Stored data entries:

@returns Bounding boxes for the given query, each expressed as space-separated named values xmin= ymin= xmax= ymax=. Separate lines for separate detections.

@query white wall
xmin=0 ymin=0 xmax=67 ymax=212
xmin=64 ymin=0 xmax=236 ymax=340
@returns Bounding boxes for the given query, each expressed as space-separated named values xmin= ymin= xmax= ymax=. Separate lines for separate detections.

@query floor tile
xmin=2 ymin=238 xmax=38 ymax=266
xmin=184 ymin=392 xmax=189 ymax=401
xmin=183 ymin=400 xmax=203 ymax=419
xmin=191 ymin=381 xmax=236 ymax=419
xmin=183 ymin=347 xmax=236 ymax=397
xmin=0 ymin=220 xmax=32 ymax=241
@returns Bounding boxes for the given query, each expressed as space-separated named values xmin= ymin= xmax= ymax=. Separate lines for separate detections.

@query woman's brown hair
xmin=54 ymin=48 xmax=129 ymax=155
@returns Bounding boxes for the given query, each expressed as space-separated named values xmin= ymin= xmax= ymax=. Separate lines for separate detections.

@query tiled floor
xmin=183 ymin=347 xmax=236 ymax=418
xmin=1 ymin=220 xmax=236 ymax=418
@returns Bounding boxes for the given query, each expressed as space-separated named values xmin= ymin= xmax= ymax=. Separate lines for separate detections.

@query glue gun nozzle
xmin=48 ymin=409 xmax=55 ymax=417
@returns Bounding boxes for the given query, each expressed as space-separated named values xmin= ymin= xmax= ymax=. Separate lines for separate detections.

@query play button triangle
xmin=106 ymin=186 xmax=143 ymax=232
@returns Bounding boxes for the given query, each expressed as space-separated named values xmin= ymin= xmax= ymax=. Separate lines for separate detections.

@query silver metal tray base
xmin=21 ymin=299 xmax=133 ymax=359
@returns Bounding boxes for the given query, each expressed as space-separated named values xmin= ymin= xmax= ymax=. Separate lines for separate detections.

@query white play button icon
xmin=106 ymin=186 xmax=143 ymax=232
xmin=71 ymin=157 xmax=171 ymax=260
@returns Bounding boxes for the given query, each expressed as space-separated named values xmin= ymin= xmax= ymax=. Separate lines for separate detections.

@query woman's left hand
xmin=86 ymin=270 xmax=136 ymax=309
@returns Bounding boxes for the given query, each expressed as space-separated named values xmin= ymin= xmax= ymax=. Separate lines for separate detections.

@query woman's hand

Work instructions: Preserving every character, copy the records above out again.

Written answer:
@returns Bounding boxes for the given query, each expressed as space-separated named values xmin= ymin= xmax= ymax=. Separate lines for separate detections.

@query white wall
xmin=0 ymin=0 xmax=67 ymax=212
xmin=64 ymin=0 xmax=236 ymax=340
@returns Bounding boxes for the given query, each expressed as space-separated named values xmin= ymin= xmax= ymax=. Separate lines for separate detections.

@query floor tile
xmin=2 ymin=238 xmax=38 ymax=266
xmin=184 ymin=392 xmax=189 ymax=401
xmin=183 ymin=400 xmax=203 ymax=419
xmin=191 ymin=381 xmax=236 ymax=419
xmin=183 ymin=347 xmax=236 ymax=397
xmin=0 ymin=220 xmax=32 ymax=241
@returns Bounding boxes for the given query, each expressed as space-separated named values xmin= ymin= xmax= ymax=. Separate lines for separate detections.

@query woman's brown hair
xmin=54 ymin=48 xmax=129 ymax=155
@returns Bounding boxes for the given query, each expressed as space-separated named values xmin= ymin= xmax= ymax=. Separate lines for separate detections.

@query tiled floor
xmin=183 ymin=347 xmax=236 ymax=418
xmin=1 ymin=220 xmax=236 ymax=418
@returns Bounding boxes for the given query, each expressed as space-separated named values xmin= ymin= xmax= ymax=. Separate lines for separate detections.

@query glue gun nozzle
xmin=48 ymin=409 xmax=55 ymax=417
@returns Bounding boxes for the given query, each expressed as space-separated named values xmin= ymin= xmax= ymax=. Separate lines for separate detections.

@query play button triangle
xmin=106 ymin=186 xmax=143 ymax=232
@returns Bounding boxes for the given query, each expressed as space-separated named values xmin= ymin= xmax= ymax=. Separate lines for separate detections.

@query silver metal tray base
xmin=21 ymin=299 xmax=133 ymax=359
@returns Bounding boxes for the given query, each expressed as space-separated named values xmin= ymin= xmax= ymax=. Separate lines for separate detections.

@query white play button icon
xmin=106 ymin=186 xmax=143 ymax=232
xmin=71 ymin=157 xmax=171 ymax=260
@returns Bounding boxes for the given query, each expressed as space-separated named values xmin= ymin= xmax= ymax=. Separate lines for separate detections.

@query woman's left hand
xmin=86 ymin=270 xmax=136 ymax=309
@returns Bounding boxes for the given query, each expressed as space-separated named values xmin= ymin= xmax= ymax=. Separate lines for separate detections.

@query woman's hand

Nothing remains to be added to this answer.